▶ [SOAL YANG DIBERIKAN 1] Laporkan jumlah baris catatan yang memuat kata "black", dengan membedakan huruf besar dan kecil. Jawab hanya dengan angkanya.

▶ [KUTIPAN]
---------------

Kami membuat tema besar Guru Bermartabat, NKRI Berdaulat, kami ingin guru berperan mengingat intoleransi dan radikalisme juga menyasar para guru sehingga nilai-nilai keagamaan dan kebangsaan harus dipahamkan secara seiring.

Tantangan pendidikan yang saat ini Pergunu lihat seperti apa?

Yang pertama problem kepemimpinan. Kepemimpinan pendidikan. Saya tidak langsung kepada institusi atau personal. Walau bagaimana pun, perubahan itu harus dari pemimpinnya itu sendiri.

Bukan kepemimpinan dalam kontek politik. Kepemimpinan di sini ada kepala sekolah, kepala yayasan, kepala dinas, ada kabid pendidikan madrasah. Lalu kemudian mereka mempunyai mindset yang dalam melakukan pemabaruan pendidikan yang visioner untuk menghadapi abad 21. Guru itu mengikuti kebijakan pemimpinnya. 

Kepala sekolah, kepala yayasan pasti lebih diikuti oleh para guru dalam menjalankan kebijakan. Nah yang terjadi kadang kepemimpinan di lokus-lokus ini yang tidak mempunyai ghiroh, mindset untuk berinovasi, dia stag di zona nyaman sehingga berimbas pada yang dipimpin, yang di bawah. Ini yang menurut saya penting karena terkait dengan peningkatan SDM.

Prestasi dan inovasi yang selama ini berhasil diciptakan guru-guru anggota Pergunu seperti apa?

Prestasi bidang karya ilmiah ada dari Jawa Tengah bernama Roni Usman, juara nasional. Jawa Tengah memang konsen dalam soal menulis. Di Jawa Tengah juga ada guru TK yang menjadi juara nasional. Dan yang paling penting menurut saya ialah guru-guru Pergunu di daerah-daerah 3T (tertinggal, terdepan, terluar).

Mereka mengabdi tanpa batas dalam kondisi yang bagi saya sangat susah. Kita juga mengirim guru di daerah 3T kerja sama dengan Kementerian Agama. Program berjalan dengan lama pengabdian satu tahun.

Selama ini daerah-daerah yang dituju meliputi apa saja?

Kalimantan Barat, Nunukan Papua, di Flores daerah Nganda, kemudian di Sulawesi, dan daerah-daerah lainnya.

Prosesnya selama ini seperti apa?

Tentu mendaftarkan diri, kemudian diseleksi di Kementerian Agama. Program ini berjalan tiap tahun dengan kuota 20 orang.

Kurikulum yang diterapkan Pergunu untuk memperkuat Aswaja NU?

Kami mewajibkan setiap provinsi untuk membuat MKPNU (Madrasah Kader Penggerak Nahdlatul Ulama). Pesertanya guru-guru di wilayah itu. Kedua membuat buku modul tentang Aswaja sebagai pegangan guru yang saat ini ditulis oleh KH Asep Saifuddin Chalim (Ketum PP Pergunu).

---------------

Baris data

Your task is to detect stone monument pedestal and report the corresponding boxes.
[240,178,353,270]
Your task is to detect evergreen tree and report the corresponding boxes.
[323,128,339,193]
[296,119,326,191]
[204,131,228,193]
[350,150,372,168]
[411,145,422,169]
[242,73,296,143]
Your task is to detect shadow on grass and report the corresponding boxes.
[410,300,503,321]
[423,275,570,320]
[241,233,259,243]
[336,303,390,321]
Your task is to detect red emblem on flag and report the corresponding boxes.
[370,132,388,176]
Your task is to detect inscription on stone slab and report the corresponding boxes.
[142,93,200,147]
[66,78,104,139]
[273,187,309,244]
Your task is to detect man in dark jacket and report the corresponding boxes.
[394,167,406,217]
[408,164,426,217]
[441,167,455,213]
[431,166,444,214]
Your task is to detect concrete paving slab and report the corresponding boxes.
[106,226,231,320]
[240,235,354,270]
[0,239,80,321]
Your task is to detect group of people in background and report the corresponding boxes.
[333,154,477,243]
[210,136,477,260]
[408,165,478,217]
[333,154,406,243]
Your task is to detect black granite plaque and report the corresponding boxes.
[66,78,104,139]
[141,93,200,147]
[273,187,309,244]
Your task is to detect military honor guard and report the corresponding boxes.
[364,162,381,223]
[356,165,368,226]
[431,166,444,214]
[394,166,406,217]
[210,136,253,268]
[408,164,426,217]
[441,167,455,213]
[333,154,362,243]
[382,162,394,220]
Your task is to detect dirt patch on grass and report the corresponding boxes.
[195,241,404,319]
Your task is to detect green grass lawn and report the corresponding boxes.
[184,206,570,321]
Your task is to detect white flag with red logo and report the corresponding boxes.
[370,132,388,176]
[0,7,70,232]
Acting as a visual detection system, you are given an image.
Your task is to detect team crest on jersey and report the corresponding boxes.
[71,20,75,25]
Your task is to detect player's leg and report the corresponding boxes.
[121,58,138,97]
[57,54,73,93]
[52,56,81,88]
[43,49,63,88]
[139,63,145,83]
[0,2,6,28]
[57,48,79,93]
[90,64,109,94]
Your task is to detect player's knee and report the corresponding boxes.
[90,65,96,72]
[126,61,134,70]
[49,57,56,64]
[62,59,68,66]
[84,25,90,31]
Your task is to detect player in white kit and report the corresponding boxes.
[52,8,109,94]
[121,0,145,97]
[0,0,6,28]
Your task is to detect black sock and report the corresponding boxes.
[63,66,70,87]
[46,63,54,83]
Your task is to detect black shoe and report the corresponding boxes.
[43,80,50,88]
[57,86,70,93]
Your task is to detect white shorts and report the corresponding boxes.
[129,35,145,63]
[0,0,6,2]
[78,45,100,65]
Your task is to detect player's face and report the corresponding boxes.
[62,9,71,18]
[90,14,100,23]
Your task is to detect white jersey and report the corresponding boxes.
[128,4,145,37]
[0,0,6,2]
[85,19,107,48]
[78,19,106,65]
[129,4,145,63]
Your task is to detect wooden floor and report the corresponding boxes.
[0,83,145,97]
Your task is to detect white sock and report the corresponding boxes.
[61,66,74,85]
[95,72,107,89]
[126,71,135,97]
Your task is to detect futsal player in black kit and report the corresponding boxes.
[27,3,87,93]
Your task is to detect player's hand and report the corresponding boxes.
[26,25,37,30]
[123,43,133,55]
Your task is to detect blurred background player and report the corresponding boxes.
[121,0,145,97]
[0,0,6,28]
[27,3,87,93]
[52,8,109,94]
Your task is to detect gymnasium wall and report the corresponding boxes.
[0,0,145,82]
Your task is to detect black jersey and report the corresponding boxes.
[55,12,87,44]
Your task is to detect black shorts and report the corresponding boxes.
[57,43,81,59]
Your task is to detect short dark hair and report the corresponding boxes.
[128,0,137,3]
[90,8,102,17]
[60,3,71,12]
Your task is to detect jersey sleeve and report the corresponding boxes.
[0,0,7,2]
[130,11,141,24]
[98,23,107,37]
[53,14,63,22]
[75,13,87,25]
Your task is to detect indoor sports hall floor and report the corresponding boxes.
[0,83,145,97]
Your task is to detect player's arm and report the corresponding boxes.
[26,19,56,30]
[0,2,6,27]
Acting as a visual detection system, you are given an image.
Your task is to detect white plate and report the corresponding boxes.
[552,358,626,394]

---------------

▶ [SOAL YANG DIBERIKAN 2]
Jawab pertanyaan berikut berdasarkan kutipan di atas.
(a) Di bidang apa Roni Usman meraih prestasi juara nasional?
(b) Berapa kuota tahunan program pengiriman guru ke daerah 3T?
(c) Siapa yang saat ini menulis buku modul tentang Aswaja sebagai pegangan guru?

▶ [HASIL AKHIR 1] 6

▶ [HASIL AKHIR 2]
(a) Bidang karya ilmiah.
(b) 20 orang.
(c) KH Asep Saifuddin Chalim (Ketum PP Pergunu).